> What is expected
Render every entry exactly as it appears.

> Material provided
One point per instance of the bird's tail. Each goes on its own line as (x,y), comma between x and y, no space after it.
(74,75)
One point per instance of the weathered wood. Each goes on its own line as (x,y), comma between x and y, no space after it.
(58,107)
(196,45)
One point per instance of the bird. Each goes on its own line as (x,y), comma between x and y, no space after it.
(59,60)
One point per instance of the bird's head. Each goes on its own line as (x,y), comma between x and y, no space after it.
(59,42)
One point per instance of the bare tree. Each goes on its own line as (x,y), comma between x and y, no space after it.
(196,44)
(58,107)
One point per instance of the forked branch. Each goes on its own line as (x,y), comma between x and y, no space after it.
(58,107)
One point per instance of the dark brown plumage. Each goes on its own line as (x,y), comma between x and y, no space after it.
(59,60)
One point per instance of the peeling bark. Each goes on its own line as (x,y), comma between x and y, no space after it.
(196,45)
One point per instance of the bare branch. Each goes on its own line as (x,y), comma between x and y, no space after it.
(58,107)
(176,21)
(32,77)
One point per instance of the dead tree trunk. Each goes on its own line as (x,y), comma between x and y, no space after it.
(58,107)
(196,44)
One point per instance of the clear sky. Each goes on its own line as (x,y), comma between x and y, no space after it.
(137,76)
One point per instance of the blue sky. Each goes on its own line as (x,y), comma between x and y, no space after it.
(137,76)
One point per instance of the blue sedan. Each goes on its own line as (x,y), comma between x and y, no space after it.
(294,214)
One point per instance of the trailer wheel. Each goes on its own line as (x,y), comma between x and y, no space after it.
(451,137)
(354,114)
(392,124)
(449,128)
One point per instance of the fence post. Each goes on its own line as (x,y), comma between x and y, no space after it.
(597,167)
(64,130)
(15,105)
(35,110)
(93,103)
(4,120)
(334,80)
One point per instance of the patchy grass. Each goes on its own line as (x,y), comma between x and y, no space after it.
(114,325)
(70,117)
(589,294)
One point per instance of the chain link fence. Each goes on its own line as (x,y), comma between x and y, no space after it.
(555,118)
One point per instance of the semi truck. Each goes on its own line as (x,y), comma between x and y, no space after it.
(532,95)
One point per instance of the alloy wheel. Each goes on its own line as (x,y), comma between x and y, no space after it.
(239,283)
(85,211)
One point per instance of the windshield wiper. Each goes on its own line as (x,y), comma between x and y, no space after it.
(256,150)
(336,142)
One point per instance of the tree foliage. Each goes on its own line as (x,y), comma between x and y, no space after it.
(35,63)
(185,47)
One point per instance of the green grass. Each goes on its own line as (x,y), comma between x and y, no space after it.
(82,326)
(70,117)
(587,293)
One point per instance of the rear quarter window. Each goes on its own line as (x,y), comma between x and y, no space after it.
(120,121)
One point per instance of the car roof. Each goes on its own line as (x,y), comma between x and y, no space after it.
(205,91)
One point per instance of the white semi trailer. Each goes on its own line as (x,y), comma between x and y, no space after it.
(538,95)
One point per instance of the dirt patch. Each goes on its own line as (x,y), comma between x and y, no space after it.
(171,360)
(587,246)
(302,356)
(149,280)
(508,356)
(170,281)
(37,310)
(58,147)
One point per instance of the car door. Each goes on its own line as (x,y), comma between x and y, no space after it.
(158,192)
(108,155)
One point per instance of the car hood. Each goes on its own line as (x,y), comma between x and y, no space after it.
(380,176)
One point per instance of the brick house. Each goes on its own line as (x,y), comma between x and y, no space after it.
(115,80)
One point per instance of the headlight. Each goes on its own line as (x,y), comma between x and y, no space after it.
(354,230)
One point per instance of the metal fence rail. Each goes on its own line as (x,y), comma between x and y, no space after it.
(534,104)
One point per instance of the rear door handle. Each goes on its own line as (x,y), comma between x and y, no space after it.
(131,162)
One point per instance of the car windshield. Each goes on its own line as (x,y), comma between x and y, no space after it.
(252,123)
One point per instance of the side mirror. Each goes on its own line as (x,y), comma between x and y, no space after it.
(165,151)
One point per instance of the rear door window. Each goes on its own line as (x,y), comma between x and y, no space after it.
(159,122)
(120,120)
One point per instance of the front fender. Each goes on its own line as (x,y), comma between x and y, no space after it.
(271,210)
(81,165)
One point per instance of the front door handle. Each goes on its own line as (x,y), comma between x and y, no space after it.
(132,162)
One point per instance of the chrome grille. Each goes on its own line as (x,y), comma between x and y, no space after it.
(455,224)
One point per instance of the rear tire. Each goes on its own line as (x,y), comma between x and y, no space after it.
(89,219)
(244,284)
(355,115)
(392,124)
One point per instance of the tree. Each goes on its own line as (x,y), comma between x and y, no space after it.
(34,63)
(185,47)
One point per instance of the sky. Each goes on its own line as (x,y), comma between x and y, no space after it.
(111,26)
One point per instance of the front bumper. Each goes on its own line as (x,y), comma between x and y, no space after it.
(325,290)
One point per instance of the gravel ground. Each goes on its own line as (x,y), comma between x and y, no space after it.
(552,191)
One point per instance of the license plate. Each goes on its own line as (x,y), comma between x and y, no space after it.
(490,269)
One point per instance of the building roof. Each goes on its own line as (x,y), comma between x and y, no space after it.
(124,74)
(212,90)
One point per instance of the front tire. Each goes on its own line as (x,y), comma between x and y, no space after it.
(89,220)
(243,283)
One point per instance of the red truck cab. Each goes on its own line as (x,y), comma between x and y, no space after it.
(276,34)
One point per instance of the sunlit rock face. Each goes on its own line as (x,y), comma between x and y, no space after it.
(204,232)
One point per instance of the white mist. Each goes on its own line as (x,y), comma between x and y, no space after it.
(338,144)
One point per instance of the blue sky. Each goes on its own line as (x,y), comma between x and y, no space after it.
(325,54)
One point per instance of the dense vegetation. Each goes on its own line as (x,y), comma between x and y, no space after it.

> Full solution
One point per instance of the bird's tail. Each goes on its own line as (x,y), comma between x and y, no space after it.
(74,75)
One point per instance of the weathered wood. Each goes on its own line as (x,y), comma between x and y, no space after it.
(58,107)
(196,45)
One point per instance of the bird. Each goes on its own line as (x,y), comma between x and y, no space after it.
(59,60)
One point per instance of the bird's head. Each goes on its own line as (x,y), comma between x and y, no space after it.
(59,42)
One point per instance of the bare tree. Each goes on its own line as (x,y), comma between x and y, no space after it.
(196,44)
(58,107)
One point per instance of the forked branch. Each goes on its own line as (x,y), comma between x and y, no space after it.
(58,107)
One point per instance of the dark brown plumage. Each goes on its own line as (x,y), comma between x and y, no space after it.
(59,60)
One point per instance of the peeling bark. Each goes on its own line as (x,y), comma between x and y, no space after it.
(196,45)
One point per instance of the bare branch. Each goes on its own line as (x,y), comma between x and y, no space after it.
(58,107)
(176,21)
(32,77)
One point per instance of the dead tree trunk. Each goes on its own line as (x,y), comma between x and y, no space after it.
(58,107)
(196,44)
One point per instance of the clear sky. Each goes on its own line as (x,y), comma between x and y, no space after it.
(137,76)
One point per instance of the blue sky. Each goes on its own line as (x,y), comma between x and y, no space after it.
(137,76)
One point per instance of the blue sedan. Each goes on its own line as (x,y), comma between x and y, no space after it.
(294,214)
One point per instance of the trailer wheel. Each goes on its own line as (x,y), comma between x and y, no space after it.
(451,137)
(354,114)
(392,124)
(449,128)
One point per instance of the fence post. Each goes on its own line as (x,y), comma between x and y, no space after it.
(597,167)
(64,130)
(15,105)
(35,110)
(93,103)
(4,120)
(334,80)
One point per instance of the patchy grass. Each goes on its own line as (x,y), comma between x and y, no space after it.
(114,325)
(70,117)
(589,294)
One point per instance of the chain link fence. Each goes on its own line as (x,y), comma between x and y, no space after it.
(555,118)
One point per instance of the semi truck. Each goes on its own line as (x,y), comma between x and y, no space after it.
(532,95)
One point per instance of the alloy wheel. Each goes on its own line as (x,y), comma between x and y, no space after it.
(239,283)
(85,211)
One point per instance of the windshield wiper. Each goes on its own line as (x,y), comma between x and y, no space after it.
(256,150)
(336,142)
One point per instance of the tree foliage. Each goes on its own line as (x,y), comma between x and y, no space after it.
(35,63)
(185,47)
One point per instance of the green grass. Each goes on its own line as (x,y), comma between x and y, no space after it.
(82,326)
(70,117)
(587,293)
One point per instance of the rear quarter window. Each goes on its own line as (x,y), comma between x and y, no space after it.
(120,121)
One point per instance of the car roof. Each goes on its own line as (x,y), comma between x and y, no space after it.
(205,91)
One point per instance of the white semi trailer. Each goes on its own line as (x,y), comma between x and y, no space after it.
(538,95)
One point per instance of the dirt patch. Each goes on its own line as (x,y), comma between x and y, no space after it.
(171,360)
(587,246)
(302,356)
(149,280)
(508,356)
(170,281)
(37,310)
(58,147)
One point per instance of the car door. Each goes on its own line as (x,y), comma between x and y, no space after it.
(158,192)
(108,155)
One point per instance of the car hood. Each goes on its own line as (x,y), comma between x and y, no space after it.
(380,176)
One point per instance of the brick house. Each goes on its own line as (x,y), comma between x and y, no space after it.
(115,80)
One point per instance of the headlight. Each goes on its own line as (x,y), comma between x and y, no space after it.
(354,230)
One point per instance of the metal fence rail. Each goes on its own line as (x,y), comma between x and y, no space after it.
(534,104)
One point per instance of the rear door handle. Each goes on its own line as (x,y), comma between x and y, no space after it.
(131,162)
One point per instance of the car windshield. Each goes on its own line as (x,y), comma between x and y, no space after it.
(252,123)
One point per instance of the side mirror. Each goes on its own line as (x,y), comma between x and y, no space after it.
(165,151)
One point per instance of the rear door window. Each goes on its own line as (x,y), comma between x and y, no space after it.
(159,122)
(120,120)
One point per instance of the front fender. Each goes on its own line as (x,y), comma between x and y, no space after it.
(271,210)
(81,165)
One point per instance of the front door handle. Each goes on its own line as (x,y), comma between x and y, no space after it.
(132,162)
One point per instance of the chrome grille. Each goes on its own line as (x,y), comma between x and y, no space after it.
(455,224)
One point per instance of the rear tire. Each goes on its own line as (x,y), comma between x and y, no space after it.
(89,219)
(244,284)
(355,115)
(392,124)
One point per instance of the tree. Each goes on its own line as (x,y), comma between x and y, no space after it.
(34,63)
(185,47)
One point per instance of the sky. Each goes on its own line as (x,y), comma between x and y, no space after it.
(111,26)
One point per instance of the front bumper. Each goes on its own line as (x,y), comma between x and y, no space after it.
(325,290)
One point per instance of the gravel ground. Each goes on its own line as (x,y), comma between x and y, no space after it.
(552,191)
One point per instance of the license plate. Each goes on its own line as (x,y), comma between x and y, no space after it.
(490,269)
One point per instance of the building roof. Each goes on its own line as (x,y), comma between x and y, no space after it.
(124,74)
(212,90)
One point per instance of the front tire. Each goes on its own line as (x,y), comma between x and y, no space after it.
(89,220)
(243,283)
One point per instance of the red truck cab. Each goes on its own line as (x,y), comma between x and y, no space after it.
(276,34)
One point per instance of the sunlit rock face. Each goes on its own line as (x,y), comma between x and y, no space after it.
(204,232)
One point per instance of the white mist. Each goes on its own line as (x,y), comma between x and y, no space after it.
(338,144)
One point per instance of the blue sky. Each goes on its own line as (x,y), comma between x and y, no space after it.
(325,54)
One point per instance of the dense vegetation. Each goes on its own line as (x,y), comma between x and y, no space after it.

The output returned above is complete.